» Required action
Using the exact wording, repeat every line of the material.

──────── Data

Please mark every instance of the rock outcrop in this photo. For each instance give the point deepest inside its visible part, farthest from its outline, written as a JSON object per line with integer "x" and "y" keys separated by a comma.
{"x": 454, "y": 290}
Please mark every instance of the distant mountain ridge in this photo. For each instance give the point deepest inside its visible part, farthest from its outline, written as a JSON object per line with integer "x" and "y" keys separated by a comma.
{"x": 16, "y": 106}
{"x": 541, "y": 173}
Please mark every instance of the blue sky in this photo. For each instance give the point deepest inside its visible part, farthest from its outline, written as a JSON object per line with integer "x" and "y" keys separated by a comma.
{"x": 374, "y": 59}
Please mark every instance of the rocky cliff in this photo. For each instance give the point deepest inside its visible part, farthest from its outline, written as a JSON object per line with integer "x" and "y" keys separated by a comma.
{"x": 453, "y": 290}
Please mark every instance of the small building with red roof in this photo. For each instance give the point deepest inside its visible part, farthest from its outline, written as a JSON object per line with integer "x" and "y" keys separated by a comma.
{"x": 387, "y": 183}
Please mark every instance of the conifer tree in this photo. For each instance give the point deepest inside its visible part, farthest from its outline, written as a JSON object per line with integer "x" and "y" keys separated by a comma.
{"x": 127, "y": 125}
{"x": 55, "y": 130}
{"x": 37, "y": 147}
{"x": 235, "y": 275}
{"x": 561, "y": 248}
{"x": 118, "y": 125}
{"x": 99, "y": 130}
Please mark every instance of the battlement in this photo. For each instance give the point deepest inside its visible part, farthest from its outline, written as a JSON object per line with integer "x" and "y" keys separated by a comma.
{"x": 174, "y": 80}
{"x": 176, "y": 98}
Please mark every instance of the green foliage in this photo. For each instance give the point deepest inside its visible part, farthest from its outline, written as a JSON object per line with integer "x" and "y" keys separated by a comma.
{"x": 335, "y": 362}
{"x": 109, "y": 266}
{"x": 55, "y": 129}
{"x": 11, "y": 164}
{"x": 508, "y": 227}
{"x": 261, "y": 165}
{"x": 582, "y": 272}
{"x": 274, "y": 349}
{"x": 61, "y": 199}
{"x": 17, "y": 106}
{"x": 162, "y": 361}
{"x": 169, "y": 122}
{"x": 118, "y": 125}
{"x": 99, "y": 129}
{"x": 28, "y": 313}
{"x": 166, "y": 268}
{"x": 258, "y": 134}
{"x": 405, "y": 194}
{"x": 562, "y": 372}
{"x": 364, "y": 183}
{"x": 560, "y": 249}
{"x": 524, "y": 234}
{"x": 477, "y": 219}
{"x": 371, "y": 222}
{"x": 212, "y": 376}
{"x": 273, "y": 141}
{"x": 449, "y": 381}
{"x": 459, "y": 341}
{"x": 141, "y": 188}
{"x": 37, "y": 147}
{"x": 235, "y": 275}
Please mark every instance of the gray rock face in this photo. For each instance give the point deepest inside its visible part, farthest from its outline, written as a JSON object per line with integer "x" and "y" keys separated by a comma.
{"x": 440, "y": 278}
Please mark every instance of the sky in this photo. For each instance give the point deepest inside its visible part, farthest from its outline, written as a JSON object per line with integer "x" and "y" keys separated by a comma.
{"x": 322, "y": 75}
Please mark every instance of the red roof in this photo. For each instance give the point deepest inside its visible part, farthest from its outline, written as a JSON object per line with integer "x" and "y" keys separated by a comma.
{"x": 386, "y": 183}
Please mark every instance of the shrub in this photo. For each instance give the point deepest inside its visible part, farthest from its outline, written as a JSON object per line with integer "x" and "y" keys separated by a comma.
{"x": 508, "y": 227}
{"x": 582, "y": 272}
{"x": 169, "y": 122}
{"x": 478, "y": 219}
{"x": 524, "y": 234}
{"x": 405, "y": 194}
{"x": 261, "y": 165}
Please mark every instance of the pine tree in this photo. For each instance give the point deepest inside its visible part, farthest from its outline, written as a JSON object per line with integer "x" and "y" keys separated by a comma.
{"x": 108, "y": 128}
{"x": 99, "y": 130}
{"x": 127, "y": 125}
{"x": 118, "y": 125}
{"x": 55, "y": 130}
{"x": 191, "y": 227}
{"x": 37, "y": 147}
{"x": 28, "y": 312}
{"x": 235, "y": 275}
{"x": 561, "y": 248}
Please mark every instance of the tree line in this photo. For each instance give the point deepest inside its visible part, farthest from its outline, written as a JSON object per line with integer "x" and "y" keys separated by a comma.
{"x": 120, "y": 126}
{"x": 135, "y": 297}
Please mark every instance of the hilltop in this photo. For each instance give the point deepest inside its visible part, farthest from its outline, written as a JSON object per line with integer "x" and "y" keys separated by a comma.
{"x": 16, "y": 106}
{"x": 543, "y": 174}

────────────────

» Response
Please mark every instance of the rock outcrop in this photo. For each instance give the point deepest inside its visible part, farthest from its outline, written as a JSON object per line with integer "x" and "y" keys separated by a comma.
{"x": 454, "y": 290}
Please mark every instance of the distant mountain ridge in this photo. For each instance give the point deepest inside its visible part, farthest from its outline, written as a JSON object per line with integer "x" and "y" keys separated by a comma.
{"x": 16, "y": 106}
{"x": 541, "y": 173}
Please mark every instance of the blue sky in this photo. For each instance give the point deepest inside its visible part, farthest from its outline, written as a JSON object per line with integer "x" and "y" keys separated by a comma.
{"x": 374, "y": 59}
Please mark every instance of the rocky cliff in this photo. For each instance give the point deepest inside its visible part, farthest from its outline, written as a JSON object per line with integer "x" and "y" keys separated by a comma.
{"x": 453, "y": 290}
Please mark every instance of the small building with red roof in this photo. For each instance give the point deepest inside its visible part, farthest from its outline, written as a JSON object per line with integer "x" and "y" keys separated by a comma.
{"x": 387, "y": 183}
Please mark every instance of the conifer tree in this photo. For each instance give the point deepest inside its visible part, farthest from its outline, written as a JSON object per line with integer "x" and "y" keys separated by a comma.
{"x": 127, "y": 125}
{"x": 55, "y": 130}
{"x": 37, "y": 147}
{"x": 235, "y": 275}
{"x": 561, "y": 248}
{"x": 118, "y": 125}
{"x": 99, "y": 130}
Please mark every instance of the battlement in this photo. For each instance give the point deepest inside its visible part, farthest from its outline, written as a JSON object per line with integer "x" and "y" keys separated by a comma.
{"x": 174, "y": 80}
{"x": 176, "y": 98}
Please mark every instance of the green foliage in this photo. For each instance give the point deepest inside its visible part, farthest from its outline, written as a JSON object per line with integer "x" and "y" keys separated by a comma.
{"x": 335, "y": 362}
{"x": 109, "y": 266}
{"x": 55, "y": 129}
{"x": 11, "y": 164}
{"x": 508, "y": 227}
{"x": 261, "y": 165}
{"x": 582, "y": 272}
{"x": 274, "y": 349}
{"x": 61, "y": 199}
{"x": 17, "y": 106}
{"x": 162, "y": 361}
{"x": 169, "y": 122}
{"x": 118, "y": 125}
{"x": 99, "y": 129}
{"x": 28, "y": 313}
{"x": 166, "y": 268}
{"x": 258, "y": 134}
{"x": 405, "y": 194}
{"x": 562, "y": 372}
{"x": 364, "y": 183}
{"x": 560, "y": 249}
{"x": 524, "y": 234}
{"x": 477, "y": 219}
{"x": 371, "y": 222}
{"x": 212, "y": 376}
{"x": 273, "y": 141}
{"x": 449, "y": 381}
{"x": 459, "y": 341}
{"x": 141, "y": 188}
{"x": 37, "y": 147}
{"x": 235, "y": 275}
Please mark every instance of the gray rock face in this photo. For each instance give the point deepest inside its visible part, farthest from its outline, written as a JSON object per line with integer "x" and "y" keys separated by a comma.
{"x": 440, "y": 278}
Please mark every instance of the sky in this photo. For each instance give the point deepest inside its visible part, farthest from its outline, written as a JSON object per line with integer "x" and "y" keys separated by a comma.
{"x": 322, "y": 75}
Please mark every instance of the red roof in this photo. For each instance give the point deepest inside its visible part, farthest from its outline, written as a JSON object per line with integer "x" and "y" keys separated by a comma.
{"x": 386, "y": 183}
Please mark every instance of the shrub in this photo. For each instance give the point deepest inside its visible part, farthest from its outline, written as a JSON object per line with integer "x" and "y" keys separated by a comma.
{"x": 508, "y": 227}
{"x": 582, "y": 272}
{"x": 169, "y": 122}
{"x": 478, "y": 219}
{"x": 524, "y": 234}
{"x": 405, "y": 194}
{"x": 261, "y": 165}
Please mark every instance of the pine tree in this photo. For each instance give the point deepest inside its visible part, farthest from its outline, written as a JSON object per line with integer "x" and "y" keys separated by a comma.
{"x": 108, "y": 128}
{"x": 99, "y": 130}
{"x": 127, "y": 125}
{"x": 118, "y": 125}
{"x": 55, "y": 130}
{"x": 191, "y": 227}
{"x": 37, "y": 147}
{"x": 28, "y": 312}
{"x": 235, "y": 275}
{"x": 561, "y": 248}
Please mark every instance of the tree line in this photo. For each instance give the point deepest inside its visible part, farthest from its outline, written as a JSON object per line with integer "x" and "y" keys separated by a comma.
{"x": 120, "y": 126}
{"x": 135, "y": 297}
Please mark every instance of the hilltop in this photo. For each instance give the point deepest inside its visible part, farthest from its outline, written as a JSON object per line with integer "x" and "y" keys separated by a comma.
{"x": 16, "y": 106}
{"x": 543, "y": 174}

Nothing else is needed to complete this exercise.